◆ **READING PASSAGE**:
Content starts
       The numbers may not be exact, but the pattern follows: 95% of the population generally values some combination of liberty, caring, fairness. More than half of those also value loyalty, authority and sanctity.[1] In Mere Christianity, Professor C.S. Lewis begins with a discussion of quarreling. 
          Now what interests me about all these remarks is that the man who makes them is not merely saying that the other man’s behavior does not happen to please him. He is appealing to some kind of standard of behavior which he expects the other man to know about. And the other man very seldom replies: “To hell with your standard.” Nearly always he tries to make out that what he has been doing does not really go against the standard, or that if it does there is some special excuse. (Mere Christianity, p. 3)
          Professor Lewis goes on to discuss human nature. He points out that while some may claim behaviors are merely instinctual behaviors that have evolved in man, our instincts tend to run counter to these standards. Instincts tend to involve “me and mine” rather than liberty, caring, fairness, loyalty, authority and sanctity. Instincts tend to involve those reasons why what we’re doing does not really go against the standard and the special excuse. Instincts are inborn. They cannot be taught. These values are learned. A baby doesn’t care that it’s not being fair by waking people in the middle of the night to feed or change him. All he cares about is his discomfort. Babies have instincts, not a shared standard of behavior. 
          Some people believe this shared standard of behavior may not exist but if it does, that it is the result of either biological or social evolution. I don’t have the space (or possibly the education) to include arguments about the genetic transmission of morality, but here are two articles: Columbia U. article on Genetics_and_Morality.pdf and What-is-the-correlation-between-morality-and-genes. Both make the case that morality is not (or at least not generally) genetic. Claims that it is are theoretical. “We see that it is so, and we ‘know’ that evolution causes all things to be so, so somehow, it must be evolution,” but no clear chain of causality exists. This is “science of the gaps.” Because we know that morality exists and follows something of a normal pattern for general populations, it must have evolved. We don’t know how, so we wave a scientific “magic wand” with full faith that someday, we’ll understand.
Content ends
Continue the essay on the shared standard of behavior, starting right after its last sentence. The material that comes next is separate from the essay on moral standards and has no connection to it.

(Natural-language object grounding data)
Content starts
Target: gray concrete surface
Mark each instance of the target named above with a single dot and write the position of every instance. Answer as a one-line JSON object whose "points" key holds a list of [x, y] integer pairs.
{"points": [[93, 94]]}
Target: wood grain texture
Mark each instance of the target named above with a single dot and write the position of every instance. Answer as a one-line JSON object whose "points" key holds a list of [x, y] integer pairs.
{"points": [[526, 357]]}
Content ends
Content starts
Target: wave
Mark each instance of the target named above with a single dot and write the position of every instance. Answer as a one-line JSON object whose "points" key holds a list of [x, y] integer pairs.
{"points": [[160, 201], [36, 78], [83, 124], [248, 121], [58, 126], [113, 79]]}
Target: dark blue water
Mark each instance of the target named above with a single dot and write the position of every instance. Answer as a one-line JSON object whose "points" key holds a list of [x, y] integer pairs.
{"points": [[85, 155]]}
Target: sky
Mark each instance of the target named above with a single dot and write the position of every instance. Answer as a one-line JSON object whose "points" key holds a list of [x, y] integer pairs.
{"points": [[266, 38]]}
Content ends
◆ **RESULT BELOW**:
         On the other hand, it makes perfect sense for there to be a normal distribution of moral perspectives if a moral God created humanity in His image, with the freedom to be moral (requiring that there also be the freedom to be immoral.) Rejecting that God requires an alternate explanation for the existence of morality. Historically, idols have taken the forms of mortal man, and birds, and animals and reptiles. It is no different in scientific idolatry, which proclaims as truth that man comes from earlier hominid forms, which came from a small mammal-like animal, which developed from either birds or reptiles (or both, since some scientists now thing that birds are dinosaurs, which were reptiles.) Sadly, the more things change, the more they stay the same.



[1] I have my suspicions about the values placed on loyalty, authority and the sanctity of liberty, caring and fairness. I have often found that those holding to the first three often treat them as sacred, want to wield authority in their implementation and in the punishment of those who are not loyal to those values – all the while rejecting those three as having value except in that context, but that’s a different argument.